Comment la kétamine contre l'action d'autoanticorps pathogènes ?

Résultats scientifiques Neuroscience, cognition

L’encéphalite anti-NMDA est une maladie auto-immune rare causée par la production anormale d’autoanticorps dirigés contre les récepteurs NMDA. En déstabilisant ces récepteurs, ils provoquent des symptômes neurologiques et psychiatriques sévères. Dans un article publié dans la revue Neuron, des scientifiques rapportent que, chez le rat, la kétamine, un anesthésique ciblant les récepteurs NMDA, favorise leur ancrage aux synapses et prévient l’action déstabilisatrice pathogène des autoanticorps.

L’encéphalite anti-NMDA, une maladie auto-immune grave


La compréhension des mécanismes à l’œuvre dans les maladies neurologiques et psychiatriques reste parcellaire, et nos moyens pour les traiter sont malheureusement souvent limités. L’encéphalite anti-NMDA est une maladie rare qui touche principalement les femmes jeunes et les adolescentes avec une prévalence estimée à au moins 0,6 cas par millions d’habitants. C’est une maladie auto-immune grave causée par la production anormale d’autoanticorps dirigés contre les récepteurs NMDA du glutamate, des acteurs essentiels du fonctionnement des synapses permettant les communications entre neurones et le traitement de l’information cérébrale.

Le développement récent des techniques de microscopie de super-résolution nous a permis de mieux comprendre l’action pathogène de ces autoanticorps. Au niveau moléculaire, ils agissent principalement en bloquant les redistributions rapides des récepteurs par diffusion dans la membrane plasmique, et en déstabilisant leur organisation en domaines de signalisation nanométrique, deux propriétés fondamentales qui permettent aux synapses de s’adapter rapidement pour traiter et stocker l’information. Ces processus pathologiques provoquent de graves dysfonctionnement des synapses qui entraînent l’apparition chez les patients de manifestations psychotiques évoluant rapidement vers des crises épileptiques, des troubles du mouvement et de l’élocution, et un dérèglement du système nerveux autonome et respiratoire pouvant entraîner la mort. Si l’administration de traitements immunosuppresseurs permet dans la plupart des cas de stopper l’évolution de la maladie, la récupération est néanmoins très lente et parfois incomplète, et les moyens d’action rapide demeurent inexistants. Comment maintenir dans les synapses les récepteurs déstabilisés pour contrer l’action des autoanticorps ?

Données enregistrées:
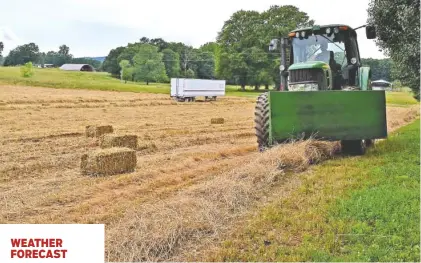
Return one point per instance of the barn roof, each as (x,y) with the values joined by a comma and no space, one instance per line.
(75,66)
(381,81)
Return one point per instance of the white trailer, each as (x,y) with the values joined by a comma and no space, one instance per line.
(189,89)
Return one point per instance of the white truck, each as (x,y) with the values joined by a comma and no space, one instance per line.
(189,89)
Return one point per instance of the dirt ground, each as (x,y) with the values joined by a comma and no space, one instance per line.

Consigne:
D'après le texte sur l'encéphalite anti-NMDA, quelles personnes cette maladie touche-t-elle principalement ? Les enregistrements forment un matériau distinct du texte.

Solution:
Elle touche principalement les femmes jeunes et les adolescentes.